Material to process

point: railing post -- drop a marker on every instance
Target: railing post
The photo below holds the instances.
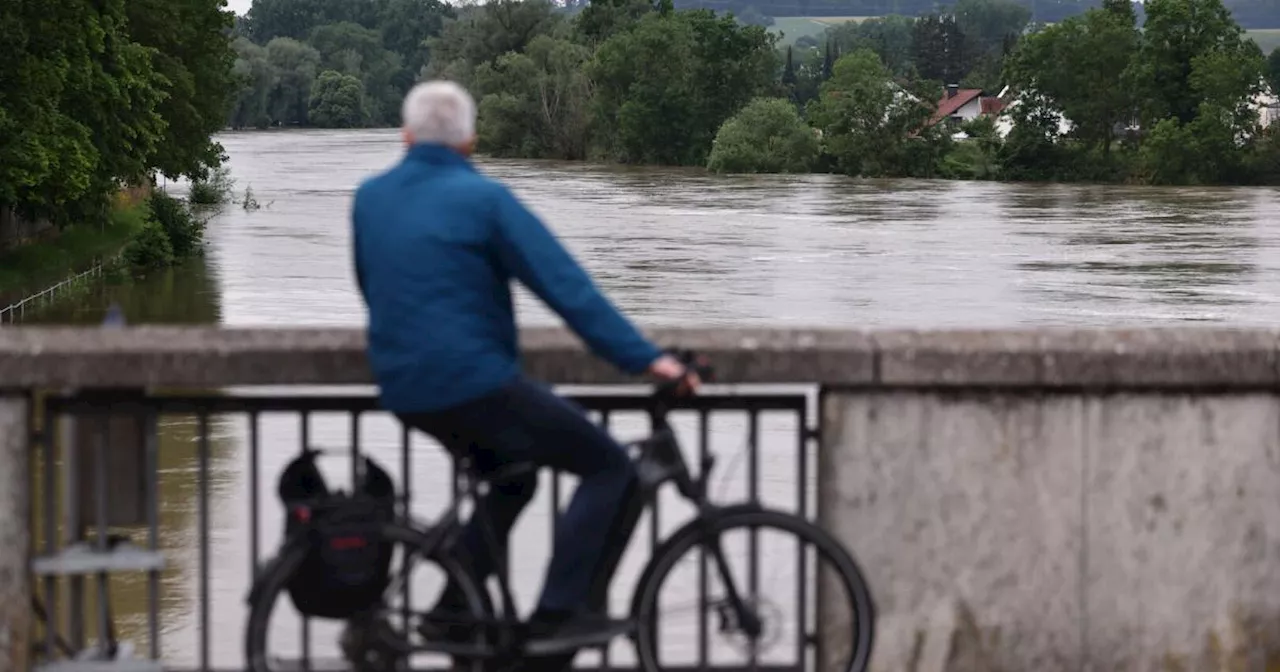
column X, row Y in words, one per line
column 14, row 531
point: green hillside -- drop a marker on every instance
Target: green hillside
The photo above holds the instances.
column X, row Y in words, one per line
column 796, row 27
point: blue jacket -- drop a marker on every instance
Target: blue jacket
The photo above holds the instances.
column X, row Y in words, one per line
column 435, row 248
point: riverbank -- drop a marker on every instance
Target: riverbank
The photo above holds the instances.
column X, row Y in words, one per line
column 37, row 265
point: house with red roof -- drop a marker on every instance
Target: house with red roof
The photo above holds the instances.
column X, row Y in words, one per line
column 964, row 105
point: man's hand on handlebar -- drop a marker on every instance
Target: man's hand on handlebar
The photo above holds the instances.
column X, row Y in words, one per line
column 670, row 369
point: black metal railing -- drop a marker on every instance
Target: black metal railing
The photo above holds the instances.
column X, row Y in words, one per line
column 154, row 512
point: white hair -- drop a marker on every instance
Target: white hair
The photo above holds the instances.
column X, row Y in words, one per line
column 439, row 112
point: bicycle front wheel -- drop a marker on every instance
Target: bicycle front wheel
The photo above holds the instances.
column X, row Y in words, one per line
column 704, row 602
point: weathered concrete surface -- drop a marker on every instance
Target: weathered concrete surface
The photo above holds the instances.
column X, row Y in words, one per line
column 965, row 359
column 14, row 534
column 1118, row 531
column 1038, row 499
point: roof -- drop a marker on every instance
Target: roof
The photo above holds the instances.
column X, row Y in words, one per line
column 949, row 105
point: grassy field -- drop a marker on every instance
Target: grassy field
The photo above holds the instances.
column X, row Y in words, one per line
column 796, row 27
column 1267, row 39
column 41, row 264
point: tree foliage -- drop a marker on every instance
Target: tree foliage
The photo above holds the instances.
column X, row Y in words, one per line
column 767, row 136
column 1088, row 94
column 95, row 94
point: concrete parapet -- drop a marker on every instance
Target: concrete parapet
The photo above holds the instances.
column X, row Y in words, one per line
column 1104, row 531
column 958, row 359
column 1048, row 499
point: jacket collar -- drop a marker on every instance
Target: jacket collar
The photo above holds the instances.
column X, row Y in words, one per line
column 437, row 155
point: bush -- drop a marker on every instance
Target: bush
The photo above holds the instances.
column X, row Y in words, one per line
column 150, row 248
column 213, row 188
column 766, row 136
column 183, row 229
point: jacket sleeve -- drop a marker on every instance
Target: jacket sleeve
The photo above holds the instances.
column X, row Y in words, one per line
column 355, row 246
column 534, row 256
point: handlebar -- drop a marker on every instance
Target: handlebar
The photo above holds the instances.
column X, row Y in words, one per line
column 662, row 455
column 694, row 364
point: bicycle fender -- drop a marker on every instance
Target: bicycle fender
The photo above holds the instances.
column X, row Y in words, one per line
column 272, row 566
column 690, row 529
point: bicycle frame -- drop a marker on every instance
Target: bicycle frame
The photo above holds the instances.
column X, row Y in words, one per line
column 658, row 461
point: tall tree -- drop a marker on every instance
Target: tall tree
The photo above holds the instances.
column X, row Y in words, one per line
column 941, row 49
column 1176, row 32
column 195, row 59
column 1082, row 68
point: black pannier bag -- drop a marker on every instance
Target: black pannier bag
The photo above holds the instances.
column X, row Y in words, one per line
column 347, row 563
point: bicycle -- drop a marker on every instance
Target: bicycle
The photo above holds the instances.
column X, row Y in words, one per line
column 376, row 648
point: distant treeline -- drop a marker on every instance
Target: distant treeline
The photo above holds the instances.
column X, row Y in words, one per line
column 1248, row 13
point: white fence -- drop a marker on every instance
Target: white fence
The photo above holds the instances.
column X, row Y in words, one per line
column 14, row 312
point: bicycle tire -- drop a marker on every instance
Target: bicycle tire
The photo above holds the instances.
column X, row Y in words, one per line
column 270, row 586
column 812, row 535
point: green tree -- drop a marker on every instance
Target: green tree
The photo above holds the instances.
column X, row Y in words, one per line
column 296, row 67
column 602, row 19
column 892, row 39
column 483, row 33
column 112, row 90
column 338, row 101
column 1082, row 67
column 767, row 136
column 352, row 49
column 1178, row 32
column 256, row 78
column 48, row 155
column 193, row 58
column 536, row 104
column 990, row 23
column 407, row 24
column 871, row 126
column 941, row 50
column 1274, row 71
column 269, row 19
column 663, row 88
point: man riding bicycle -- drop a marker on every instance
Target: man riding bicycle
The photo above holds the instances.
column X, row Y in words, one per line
column 437, row 246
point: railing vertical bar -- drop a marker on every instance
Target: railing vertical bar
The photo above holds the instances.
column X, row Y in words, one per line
column 803, row 508
column 105, row 634
column 753, row 483
column 606, row 423
column 654, row 503
column 554, row 503
column 406, row 606
column 50, row 528
column 305, row 439
column 703, row 631
column 254, row 524
column 73, row 531
column 152, row 470
column 204, row 539
column 355, row 448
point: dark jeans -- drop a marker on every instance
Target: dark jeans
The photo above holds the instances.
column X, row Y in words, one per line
column 526, row 423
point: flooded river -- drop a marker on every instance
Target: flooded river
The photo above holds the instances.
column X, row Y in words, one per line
column 672, row 247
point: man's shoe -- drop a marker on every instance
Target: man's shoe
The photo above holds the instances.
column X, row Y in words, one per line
column 557, row 634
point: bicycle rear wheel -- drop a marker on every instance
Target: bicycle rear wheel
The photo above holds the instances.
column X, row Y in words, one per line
column 376, row 641
column 827, row 603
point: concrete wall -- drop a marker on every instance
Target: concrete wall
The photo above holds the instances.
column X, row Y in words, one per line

Given instruction
Switch every "drop a marker" in the lines above to "place a pin" and give all the lines back otherwise unchanged. Leave the pictures out.

Response below
point: railing post -- place a pin on every instance
Target: railing post
The photo below holds the instances.
column X, row Y in words, one per line
column 14, row 531
point: green hillside -- place a pin on every instance
Target: green hillside
The photo above holds the instances.
column X, row Y in words, one per line
column 796, row 27
point: blue jacket -- place a pin on every instance
Target: blue jacket
The photo above holds the instances.
column X, row Y in words, one per line
column 435, row 248
point: riverbank -- place a pin on every instance
Target: riverbank
The photo above holds the instances.
column X, row Y in words, one per line
column 37, row 265
point: house with red roof -- place a pin on every instance
Target: house with red roof
The photo above holds the instances.
column X, row Y in words, one per line
column 964, row 105
point: man's hand on handlebar -- place a pin on every instance
Target: man's hand on handlebar
The photo above holds the instances.
column X, row Y in words, one per line
column 670, row 369
point: black metal railing -- place a pin on every instance
Target: black metal railing
The photo above holds the instances.
column X, row Y in words, one per line
column 154, row 512
point: white hair -- place a pin on every instance
Target: white hair
The photo above holds the instances.
column X, row Y in words, one per line
column 439, row 112
point: bicycle front wheel -- place a pin on every instance
Target: bicycle front wheel
The photo above holds the instances.
column X, row Y in words, one per line
column 704, row 602
point: weathered concrete surface -- place a pin on every instance
Target: weathered concrete surface
The photo above holds the instances.
column X, row Y in words, one per line
column 965, row 359
column 14, row 534
column 1118, row 531
column 1038, row 499
point: roof -- place a pin on every instance
Target: roof
The photo above holds the instances.
column X, row Y in words, one per line
column 949, row 105
point: grassy field -- place a pin on every instance
Target: grassy field
The photo above holds the instances.
column X, row Y in words, one per line
column 796, row 27
column 1267, row 39
column 41, row 264
point: tree foliage -- place a pin on every instance
Target: tree foliage
The photo above holds the instances.
column X, row Y in words, one per line
column 767, row 136
column 1088, row 94
column 95, row 94
point: concrete parapet -- place a pin on every instance
Target: concrete parapet
The photo above holds the instances.
column X, row Y in words, one per line
column 1104, row 531
column 958, row 359
column 1048, row 499
point: jacket collar -- place a pin on every instance
Target: jacket collar
The photo above holds the instances.
column X, row Y in words, one per line
column 437, row 155
point: bush -- place a pin on every instance
Target: bush
The photo above holds the instances.
column X, row Y in words, one per line
column 150, row 248
column 213, row 188
column 766, row 136
column 183, row 229
point: jacket sleeve -- place a pin on every instance
Target: jacket sleeve
The photo above holds the instances.
column X, row Y in words, one per line
column 355, row 246
column 534, row 256
point: handlebar -- place a pin on every instance
Target: handlebar
The photo above holds the instances.
column X, row Y in words, one per line
column 662, row 455
column 694, row 364
point: bicycle fender -- place a pin on every instance
Target: bicycle fender
The photo above holds the instances.
column X, row Y in words, one per line
column 272, row 566
column 690, row 529
point: bicycle frame -- place a pin on every instance
Target: bicycle frame
The photo above holds the instances.
column X, row Y in words, one per line
column 658, row 461
point: tall tree -- place a pin on every instance
Target: tall tree
The photo above holds the instances.
column X, row Y in words, one per line
column 941, row 49
column 1176, row 32
column 195, row 59
column 1082, row 68
point: black pannier bag -- place a pin on every instance
Target: black pannier bag
The photo above holds the instances.
column X, row Y in words, one per line
column 347, row 563
point: bicycle -- place a pin on every instance
Target: bicycle
The photo above holds the instances.
column X, row Y in words, one per line
column 376, row 648
point: distant treeline -- place a pin on every instance
Target: distant treeline
The photo above holds the instances.
column X, row Y in words, one per line
column 1248, row 13
point: white fence -- place a pin on every instance
Target: white fence
The photo above holds the instances.
column X, row Y in words, one per line
column 14, row 312
point: bicycle tire -- place a pin on every instance
Target: bicycle tire
The photo above holds the instances.
column X, row Y in words, one per line
column 270, row 586
column 812, row 535
point: green tree -- place a pin on every instance
Target: green tree
The photo above holds the instances.
column X, row Y in words, one per line
column 296, row 67
column 602, row 19
column 892, row 39
column 483, row 33
column 112, row 90
column 338, row 101
column 1082, row 67
column 767, row 136
column 352, row 49
column 1178, row 32
column 256, row 78
column 48, row 155
column 193, row 58
column 536, row 104
column 990, row 23
column 407, row 24
column 871, row 126
column 941, row 50
column 1274, row 71
column 269, row 19
column 663, row 88
point: man riding bicycle -- place a pin on every instance
Target: man riding bicycle
The photo above holds the instances.
column X, row Y in words, one per line
column 437, row 246
point: railing vertical bar -- place a pin on every instance
Target: railing vertical bar
The photo above holds the instances.
column X, row Y in words, one per line
column 803, row 508
column 105, row 634
column 753, row 483
column 606, row 423
column 654, row 503
column 554, row 503
column 406, row 606
column 50, row 528
column 305, row 439
column 703, row 631
column 254, row 524
column 73, row 531
column 152, row 470
column 204, row 539
column 355, row 448
point: dark jeans -- place a pin on every instance
Target: dark jeans
The photo above holds the instances.
column X, row Y in words, one per line
column 526, row 423
point: flooded river -- place a pin on every instance
Target: flooded river
The photo above holds the instances.
column X, row Y in words, one per line
column 672, row 247
point: man's shoe -- place a pin on every instance
Target: man's shoe
The photo above holds the instances.
column X, row Y in words, one per line
column 557, row 634
point: bicycle rear wheel -- place a pin on every instance
Target: bicycle rear wheel
The photo above holds the instances.
column X, row Y in words, one per line
column 376, row 641
column 827, row 603
point: concrete wall -- place a pin on every instance
Target: concrete wall
The photo above holds the instances.
column X, row Y in words, one per line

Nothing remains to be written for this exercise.